Your objective -
Without changing a word, return the listing below, minus its images.

Source data -
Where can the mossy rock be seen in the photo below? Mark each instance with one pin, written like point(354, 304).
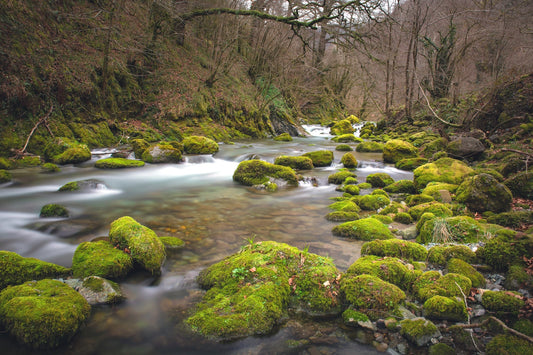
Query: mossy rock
point(42, 314)
point(483, 192)
point(396, 150)
point(508, 345)
point(16, 269)
point(389, 269)
point(418, 331)
point(349, 161)
point(284, 137)
point(431, 283)
point(397, 248)
point(363, 229)
point(461, 267)
point(118, 163)
point(401, 186)
point(437, 208)
point(145, 247)
point(340, 176)
point(100, 258)
point(341, 127)
point(521, 185)
point(370, 293)
point(297, 163)
point(161, 153)
point(320, 158)
point(251, 291)
point(258, 172)
point(410, 163)
point(502, 302)
point(199, 145)
point(460, 229)
point(446, 170)
point(379, 179)
point(445, 308)
point(369, 147)
point(373, 202)
point(440, 254)
point(53, 210)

Written solution -
Where can the mossy rock be seen in the photo below? Mark each instance with one pin, written like point(354, 304).
Query: mossy rock
point(42, 314)
point(483, 192)
point(396, 150)
point(508, 345)
point(16, 269)
point(389, 269)
point(418, 331)
point(349, 161)
point(284, 137)
point(431, 283)
point(397, 248)
point(363, 229)
point(461, 267)
point(118, 163)
point(401, 186)
point(437, 208)
point(145, 247)
point(340, 176)
point(100, 258)
point(341, 127)
point(521, 185)
point(370, 293)
point(297, 163)
point(161, 153)
point(320, 158)
point(251, 291)
point(258, 172)
point(410, 163)
point(502, 302)
point(199, 145)
point(460, 229)
point(446, 170)
point(379, 179)
point(445, 308)
point(369, 147)
point(373, 202)
point(440, 254)
point(53, 210)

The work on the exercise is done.